§ Assignment
In your answer, repeat each line of the data exactly.

[Referring expression pointing data]
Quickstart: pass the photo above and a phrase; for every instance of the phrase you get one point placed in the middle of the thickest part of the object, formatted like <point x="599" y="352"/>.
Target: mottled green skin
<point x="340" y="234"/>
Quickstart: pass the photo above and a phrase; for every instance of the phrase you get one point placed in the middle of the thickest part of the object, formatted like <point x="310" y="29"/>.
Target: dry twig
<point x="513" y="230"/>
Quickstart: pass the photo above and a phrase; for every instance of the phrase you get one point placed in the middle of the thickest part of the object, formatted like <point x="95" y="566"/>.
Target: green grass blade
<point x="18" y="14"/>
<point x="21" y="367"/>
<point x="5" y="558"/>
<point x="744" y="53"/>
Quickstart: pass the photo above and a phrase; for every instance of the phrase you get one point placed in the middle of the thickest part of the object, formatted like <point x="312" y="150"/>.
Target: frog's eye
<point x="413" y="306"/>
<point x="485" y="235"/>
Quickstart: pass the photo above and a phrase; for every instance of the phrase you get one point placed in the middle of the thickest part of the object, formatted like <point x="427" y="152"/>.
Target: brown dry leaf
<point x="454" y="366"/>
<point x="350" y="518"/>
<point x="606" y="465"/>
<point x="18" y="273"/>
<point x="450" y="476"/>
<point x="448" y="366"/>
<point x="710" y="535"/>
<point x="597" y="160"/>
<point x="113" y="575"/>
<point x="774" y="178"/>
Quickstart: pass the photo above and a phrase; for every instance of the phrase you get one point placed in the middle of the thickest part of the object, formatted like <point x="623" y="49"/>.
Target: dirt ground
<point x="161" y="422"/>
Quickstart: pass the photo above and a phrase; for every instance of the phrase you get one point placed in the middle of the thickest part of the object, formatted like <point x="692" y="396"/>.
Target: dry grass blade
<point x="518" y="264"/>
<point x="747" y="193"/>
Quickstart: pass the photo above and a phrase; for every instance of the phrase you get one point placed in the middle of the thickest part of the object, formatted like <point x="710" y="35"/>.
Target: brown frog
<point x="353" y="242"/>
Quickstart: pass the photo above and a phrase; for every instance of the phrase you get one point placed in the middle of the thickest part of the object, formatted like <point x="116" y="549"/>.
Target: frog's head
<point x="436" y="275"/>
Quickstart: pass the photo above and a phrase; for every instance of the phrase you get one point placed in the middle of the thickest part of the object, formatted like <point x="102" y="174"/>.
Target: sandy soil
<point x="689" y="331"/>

§ Response
Quickstart: pass the photo above and a phrase; for every instance of the phrase you get one point placed in the middle of the thickest part of the object, formatted like <point x="599" y="352"/>.
Target: mottled green skin
<point x="340" y="234"/>
Quickstart: pass the photo above and a phrase; for every instance of the phrase you get one point placed in the middle of the thickest part of the object, formatted like <point x="310" y="29"/>.
Target: dry twig
<point x="513" y="230"/>
Quickstart: pass the photo above and a phrase; for every instance of the phrase you get one point placed in the middle of the thickest part of the object, formatted like <point x="95" y="566"/>.
Target: green grass blade
<point x="18" y="14"/>
<point x="21" y="367"/>
<point x="5" y="558"/>
<point x="744" y="53"/>
Quickstart: pass the photo above and a phrase; for every instance of the phrase you get one point placed in the middle of the thickest part of the object, formatted like <point x="312" y="150"/>.
Target: frog's eye
<point x="413" y="306"/>
<point x="485" y="235"/>
Quickstart: pass the photo above and a phrase; for every instance of the phrase you get one point placed in the middle of the thickest part of the object, formatted like <point x="427" y="152"/>.
Target: brown dry leaf
<point x="454" y="366"/>
<point x="350" y="518"/>
<point x="606" y="465"/>
<point x="18" y="273"/>
<point x="450" y="476"/>
<point x="448" y="366"/>
<point x="710" y="535"/>
<point x="597" y="160"/>
<point x="113" y="575"/>
<point x="774" y="178"/>
Quickstart: pass the photo above and a phrase; for every instance of the phrase you get one point placed in the middle of the thickest part of the object, formatted like <point x="623" y="49"/>.
Target: dirt ground
<point x="161" y="422"/>
Quickstart: pass the photo above and a phrase; for every instance of the phrase you get one point placed in the middle of the thickest part of the object, formatted like <point x="692" y="396"/>.
Target: dry grass blade
<point x="518" y="264"/>
<point x="747" y="193"/>
Quickstart: pass the photo above and a phrase; for every instance of the phrase you get one point placed in the middle of the thickest part of the object, formatted like <point x="710" y="35"/>.
Target: brown frog
<point x="353" y="242"/>
Quickstart: pass the photo above and a phrase; for every instance of the phrase you get one point placed in the middle of the thickest part of the object, formatted like <point x="116" y="549"/>.
Target: frog's head
<point x="436" y="275"/>
Quickstart: pass the photo above and a phrase; for every instance of the phrase you get one point placed in the middle of the thickest part of the object, formatted like <point x="102" y="174"/>.
Target: sandy soil
<point x="689" y="331"/>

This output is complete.